GIVEN REQUEST –
Rewrite the items below, changing each "a point for each instance" to "one point per instance" and leaving everything else as it is.

DATA IN THIS EXERCISE –

+-------+

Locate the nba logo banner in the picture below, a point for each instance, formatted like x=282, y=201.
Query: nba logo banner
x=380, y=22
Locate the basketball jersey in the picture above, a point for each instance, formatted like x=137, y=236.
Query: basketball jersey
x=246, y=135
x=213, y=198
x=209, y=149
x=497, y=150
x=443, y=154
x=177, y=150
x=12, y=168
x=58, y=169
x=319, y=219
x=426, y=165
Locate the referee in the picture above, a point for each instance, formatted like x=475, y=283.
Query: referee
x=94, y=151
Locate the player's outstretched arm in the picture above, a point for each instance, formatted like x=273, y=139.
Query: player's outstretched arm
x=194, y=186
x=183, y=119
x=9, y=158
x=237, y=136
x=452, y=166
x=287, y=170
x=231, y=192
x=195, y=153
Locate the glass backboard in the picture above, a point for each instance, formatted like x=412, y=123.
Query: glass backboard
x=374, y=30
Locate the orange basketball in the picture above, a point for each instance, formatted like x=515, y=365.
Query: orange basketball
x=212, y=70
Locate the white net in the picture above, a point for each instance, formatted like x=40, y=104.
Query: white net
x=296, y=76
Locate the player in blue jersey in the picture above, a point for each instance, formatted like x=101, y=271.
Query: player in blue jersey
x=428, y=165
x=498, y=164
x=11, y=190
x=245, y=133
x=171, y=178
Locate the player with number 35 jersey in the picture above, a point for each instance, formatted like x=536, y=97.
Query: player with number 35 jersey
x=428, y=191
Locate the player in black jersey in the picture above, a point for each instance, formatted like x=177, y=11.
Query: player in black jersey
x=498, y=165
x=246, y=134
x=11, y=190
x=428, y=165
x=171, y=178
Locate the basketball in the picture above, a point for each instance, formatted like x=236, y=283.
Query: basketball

+-------+

WRITTEN ANSWER –
Locate the nba logo banner in the picture below, one point per instance, formatted like x=282, y=201.
Query: nba logo banner
x=380, y=22
Locate the basketball jersey in the picture above, one point per instance, formatted like x=137, y=236.
Query: basketball jersey
x=246, y=135
x=213, y=198
x=209, y=149
x=497, y=150
x=443, y=154
x=177, y=150
x=12, y=168
x=58, y=169
x=319, y=219
x=426, y=165
Locate the referee in the picture above, one point per instance, formatted like x=475, y=283.
Query: referee
x=94, y=151
Locate the player's outstretched arm in the picture above, one point per instance, formatted like x=273, y=139.
Query: player's outstretched arm
x=194, y=186
x=183, y=119
x=9, y=158
x=237, y=136
x=452, y=166
x=287, y=170
x=231, y=192
x=195, y=153
Locate the glass backboard in the picture above, one point per instance, formatted like x=412, y=123.
Query: glass backboard
x=374, y=30
Locate the orange basketball in the picture above, one point per instance, formatted like x=515, y=365.
Query: orange basketball
x=212, y=70
Locate the white net in the picture above, one point per instance, formatted like x=40, y=104.
Query: white net
x=296, y=76
Locate the player in blue jersey in the picture above, one point per instance, formatted like x=101, y=271.
Query: player in blue jersey
x=428, y=165
x=498, y=164
x=11, y=190
x=245, y=133
x=171, y=178
Locate the player with number 35 jersey in the picture above, one point per instance, formatted like x=536, y=97.
Query: player with number 35 jersey
x=428, y=191
Locate the player in black jersey in the picture above, one point per instance, formatted like x=177, y=11.
Query: player in black jersey
x=498, y=165
x=246, y=134
x=11, y=190
x=428, y=165
x=171, y=178
Locate the basketball in the picture above, one point per instance, formatted like x=236, y=283.
Query: basketball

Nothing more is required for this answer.